TASK GOAL
Where a line below holds the string "surface", that line goes into the answer.

Photo-based referring expression data:
# # # #
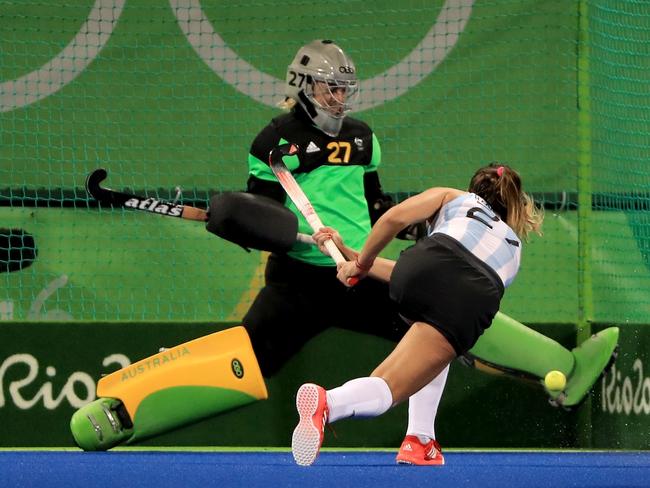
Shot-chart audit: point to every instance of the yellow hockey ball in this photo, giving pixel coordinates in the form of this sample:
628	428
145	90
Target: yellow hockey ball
555	380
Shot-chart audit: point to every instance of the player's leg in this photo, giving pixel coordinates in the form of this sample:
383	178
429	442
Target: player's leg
281	319
393	381
175	387
512	348
420	445
381	318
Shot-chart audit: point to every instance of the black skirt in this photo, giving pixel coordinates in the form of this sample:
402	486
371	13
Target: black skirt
439	282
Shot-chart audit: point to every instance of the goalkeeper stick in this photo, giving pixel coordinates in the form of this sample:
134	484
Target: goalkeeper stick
118	199
299	198
114	198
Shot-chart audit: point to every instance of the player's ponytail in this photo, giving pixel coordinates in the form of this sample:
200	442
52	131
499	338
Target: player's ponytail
500	186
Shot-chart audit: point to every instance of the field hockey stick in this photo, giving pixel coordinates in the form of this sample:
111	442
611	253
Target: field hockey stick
106	196
300	200
135	202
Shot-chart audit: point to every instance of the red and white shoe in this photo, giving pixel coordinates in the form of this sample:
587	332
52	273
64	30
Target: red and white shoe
412	451
311	402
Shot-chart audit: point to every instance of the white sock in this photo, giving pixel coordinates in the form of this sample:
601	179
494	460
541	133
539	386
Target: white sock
423	407
361	397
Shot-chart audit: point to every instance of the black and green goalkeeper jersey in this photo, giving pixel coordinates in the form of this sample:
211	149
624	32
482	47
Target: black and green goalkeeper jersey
338	175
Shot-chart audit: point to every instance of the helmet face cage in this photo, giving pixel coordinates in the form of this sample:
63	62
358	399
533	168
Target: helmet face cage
335	96
322	79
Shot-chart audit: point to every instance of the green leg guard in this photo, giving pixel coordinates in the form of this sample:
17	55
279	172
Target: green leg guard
593	358
510	347
170	389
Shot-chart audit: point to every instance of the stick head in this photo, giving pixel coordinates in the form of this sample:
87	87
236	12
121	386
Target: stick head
278	152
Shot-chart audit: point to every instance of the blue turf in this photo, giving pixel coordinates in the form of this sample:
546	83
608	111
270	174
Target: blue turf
123	469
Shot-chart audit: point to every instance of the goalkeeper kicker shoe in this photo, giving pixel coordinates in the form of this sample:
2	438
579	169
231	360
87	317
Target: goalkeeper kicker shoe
307	439
412	451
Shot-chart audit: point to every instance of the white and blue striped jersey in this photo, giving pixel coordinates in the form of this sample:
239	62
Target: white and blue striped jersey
470	221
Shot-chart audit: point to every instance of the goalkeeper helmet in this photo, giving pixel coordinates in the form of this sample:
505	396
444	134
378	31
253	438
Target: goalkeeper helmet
322	79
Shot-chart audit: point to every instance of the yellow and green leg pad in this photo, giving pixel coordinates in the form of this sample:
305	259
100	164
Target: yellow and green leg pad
509	347
175	387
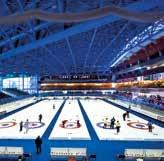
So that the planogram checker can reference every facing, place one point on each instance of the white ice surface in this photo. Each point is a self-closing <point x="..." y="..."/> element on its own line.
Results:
<point x="97" y="110"/>
<point x="31" y="113"/>
<point x="71" y="112"/>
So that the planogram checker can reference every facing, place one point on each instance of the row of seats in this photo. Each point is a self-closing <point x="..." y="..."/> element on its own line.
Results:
<point x="142" y="154"/>
<point x="13" y="153"/>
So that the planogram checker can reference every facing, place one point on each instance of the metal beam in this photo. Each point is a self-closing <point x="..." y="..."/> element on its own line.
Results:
<point x="90" y="45"/>
<point x="74" y="30"/>
<point x="111" y="42"/>
<point x="72" y="56"/>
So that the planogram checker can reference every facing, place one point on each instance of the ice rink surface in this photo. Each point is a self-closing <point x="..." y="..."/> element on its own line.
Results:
<point x="134" y="128"/>
<point x="67" y="127"/>
<point x="9" y="127"/>
<point x="70" y="124"/>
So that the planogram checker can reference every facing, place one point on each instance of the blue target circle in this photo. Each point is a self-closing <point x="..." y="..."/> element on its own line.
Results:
<point x="101" y="125"/>
<point x="34" y="125"/>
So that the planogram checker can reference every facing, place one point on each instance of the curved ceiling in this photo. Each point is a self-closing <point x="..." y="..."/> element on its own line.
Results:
<point x="42" y="47"/>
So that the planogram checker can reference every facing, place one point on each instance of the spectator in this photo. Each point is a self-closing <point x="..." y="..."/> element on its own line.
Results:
<point x="38" y="143"/>
<point x="40" y="118"/>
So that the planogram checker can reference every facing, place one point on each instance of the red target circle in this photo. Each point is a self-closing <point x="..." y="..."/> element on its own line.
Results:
<point x="69" y="124"/>
<point x="138" y="125"/>
<point x="7" y="124"/>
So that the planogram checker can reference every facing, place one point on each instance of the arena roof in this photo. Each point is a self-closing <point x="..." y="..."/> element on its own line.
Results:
<point x="44" y="46"/>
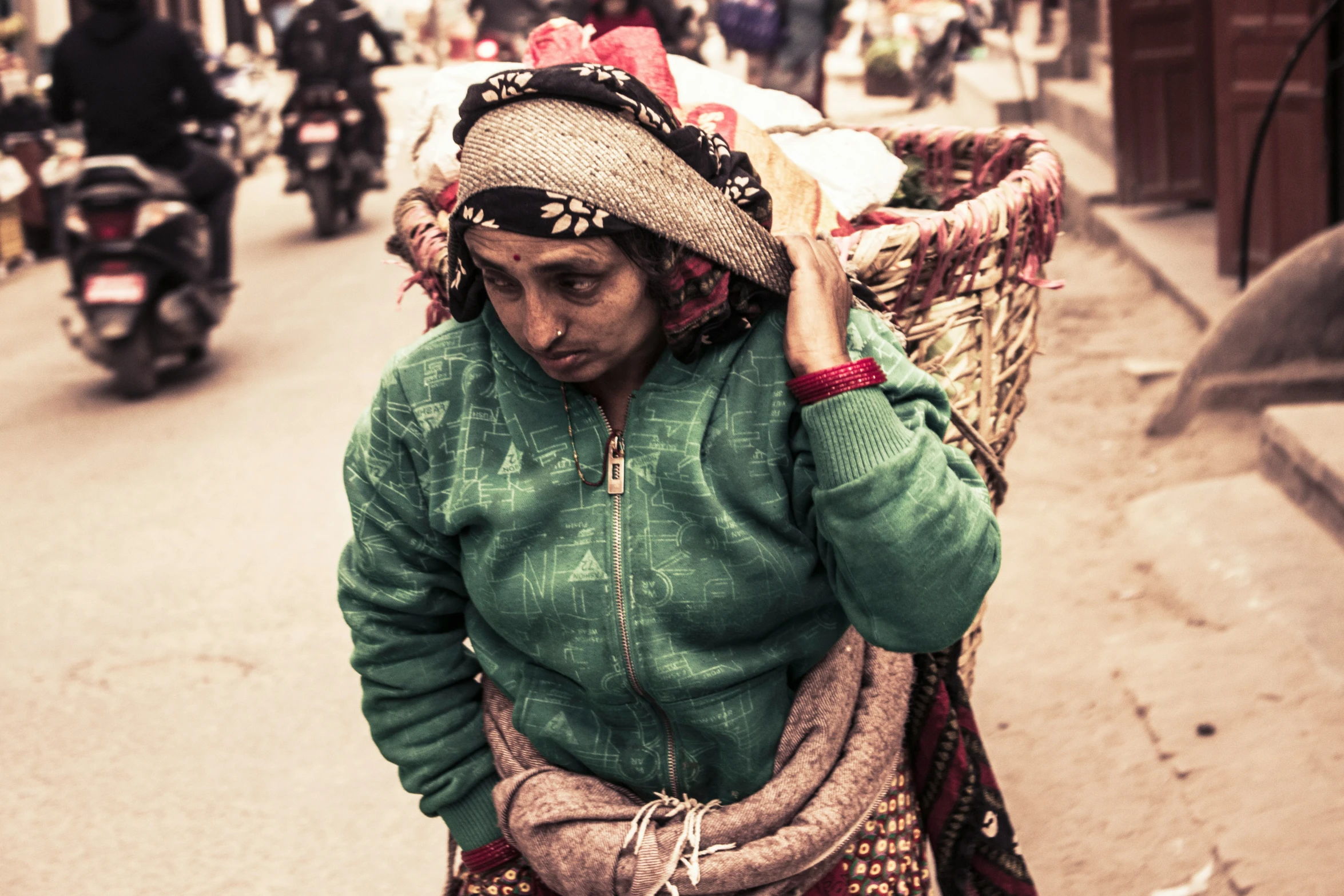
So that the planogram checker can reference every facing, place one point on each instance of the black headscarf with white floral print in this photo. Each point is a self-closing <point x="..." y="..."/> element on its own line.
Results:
<point x="707" y="302"/>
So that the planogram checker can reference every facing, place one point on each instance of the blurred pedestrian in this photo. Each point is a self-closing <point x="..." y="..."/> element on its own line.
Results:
<point x="1047" y="21"/>
<point x="796" y="65"/>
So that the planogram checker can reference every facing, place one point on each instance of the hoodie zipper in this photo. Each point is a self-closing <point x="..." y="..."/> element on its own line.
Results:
<point x="615" y="463"/>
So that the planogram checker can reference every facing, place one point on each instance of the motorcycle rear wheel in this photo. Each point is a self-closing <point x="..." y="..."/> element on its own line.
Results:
<point x="321" y="197"/>
<point x="133" y="364"/>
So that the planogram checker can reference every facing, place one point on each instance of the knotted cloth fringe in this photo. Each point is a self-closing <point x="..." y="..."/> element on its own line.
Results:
<point x="836" y="758"/>
<point x="689" y="847"/>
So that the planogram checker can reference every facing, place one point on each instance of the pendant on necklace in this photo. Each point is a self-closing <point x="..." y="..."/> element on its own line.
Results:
<point x="616" y="465"/>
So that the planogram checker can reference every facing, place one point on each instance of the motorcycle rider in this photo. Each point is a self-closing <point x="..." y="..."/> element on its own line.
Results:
<point x="129" y="78"/>
<point x="323" y="43"/>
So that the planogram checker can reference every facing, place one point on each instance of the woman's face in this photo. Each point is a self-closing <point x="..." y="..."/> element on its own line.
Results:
<point x="575" y="305"/>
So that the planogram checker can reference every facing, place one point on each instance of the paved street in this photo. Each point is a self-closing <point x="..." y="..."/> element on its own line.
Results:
<point x="178" y="711"/>
<point x="181" y="719"/>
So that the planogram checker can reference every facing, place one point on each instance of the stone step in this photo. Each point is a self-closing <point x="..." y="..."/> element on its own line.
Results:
<point x="1082" y="109"/>
<point x="1303" y="452"/>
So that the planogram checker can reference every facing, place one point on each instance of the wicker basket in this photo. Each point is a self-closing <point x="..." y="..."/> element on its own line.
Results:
<point x="964" y="284"/>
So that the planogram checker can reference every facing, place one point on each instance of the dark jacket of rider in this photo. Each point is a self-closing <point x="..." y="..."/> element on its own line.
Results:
<point x="132" y="79"/>
<point x="352" y="22"/>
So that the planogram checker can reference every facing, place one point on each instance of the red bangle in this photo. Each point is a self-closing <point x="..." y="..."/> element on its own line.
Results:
<point x="811" y="389"/>
<point x="492" y="855"/>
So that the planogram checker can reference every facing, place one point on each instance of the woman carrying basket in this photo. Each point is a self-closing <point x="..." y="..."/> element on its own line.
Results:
<point x="691" y="511"/>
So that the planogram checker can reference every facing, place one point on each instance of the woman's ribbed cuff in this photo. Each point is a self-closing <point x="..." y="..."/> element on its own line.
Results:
<point x="472" y="818"/>
<point x="854" y="433"/>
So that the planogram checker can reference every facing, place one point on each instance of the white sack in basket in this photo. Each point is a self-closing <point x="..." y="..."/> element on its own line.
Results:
<point x="436" y="114"/>
<point x="697" y="83"/>
<point x="854" y="168"/>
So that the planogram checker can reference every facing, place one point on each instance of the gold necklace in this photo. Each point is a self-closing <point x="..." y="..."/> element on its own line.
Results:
<point x="574" y="447"/>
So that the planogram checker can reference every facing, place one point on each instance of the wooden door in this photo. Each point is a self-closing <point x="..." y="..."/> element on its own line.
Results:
<point x="1253" y="41"/>
<point x="1163" y="85"/>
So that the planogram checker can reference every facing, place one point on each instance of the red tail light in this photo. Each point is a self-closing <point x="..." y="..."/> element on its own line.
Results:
<point x="112" y="224"/>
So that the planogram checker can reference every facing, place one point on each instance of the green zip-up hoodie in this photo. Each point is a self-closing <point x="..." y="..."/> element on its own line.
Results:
<point x="654" y="640"/>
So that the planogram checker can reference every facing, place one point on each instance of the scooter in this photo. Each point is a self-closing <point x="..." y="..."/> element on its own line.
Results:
<point x="139" y="257"/>
<point x="327" y="131"/>
<point x="255" y="131"/>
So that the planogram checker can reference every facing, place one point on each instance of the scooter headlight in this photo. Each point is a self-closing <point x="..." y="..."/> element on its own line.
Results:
<point x="75" y="224"/>
<point x="155" y="213"/>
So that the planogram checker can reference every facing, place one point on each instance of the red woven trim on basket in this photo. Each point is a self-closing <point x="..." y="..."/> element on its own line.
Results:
<point x="492" y="855"/>
<point x="819" y="386"/>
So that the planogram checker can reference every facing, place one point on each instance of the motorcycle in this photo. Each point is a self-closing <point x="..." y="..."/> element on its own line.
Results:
<point x="139" y="256"/>
<point x="327" y="132"/>
<point x="255" y="131"/>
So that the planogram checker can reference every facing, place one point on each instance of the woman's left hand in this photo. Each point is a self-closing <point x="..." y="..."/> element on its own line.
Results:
<point x="819" y="306"/>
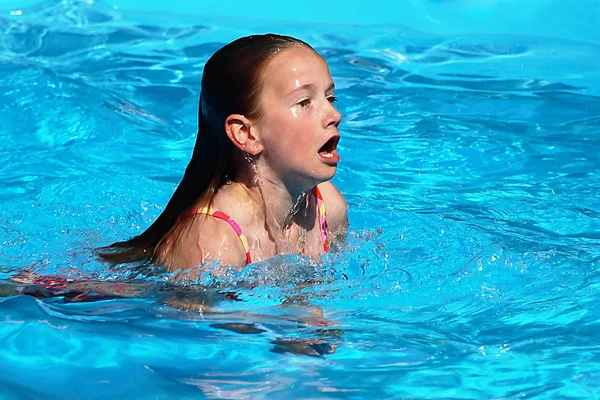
# # # #
RESPONSE TO THIS TASK
So that the planogram checker can reference every facing, place one point on each instance of the white ice surface in this photo. Each point is a self-closing <point x="..." y="..."/> element on its own line.
So that the planogram checker can reference every facing, place one point on each instance of the ice rink surface in this photo. Each point is a self-closing <point x="..." y="..."/> element on its own line.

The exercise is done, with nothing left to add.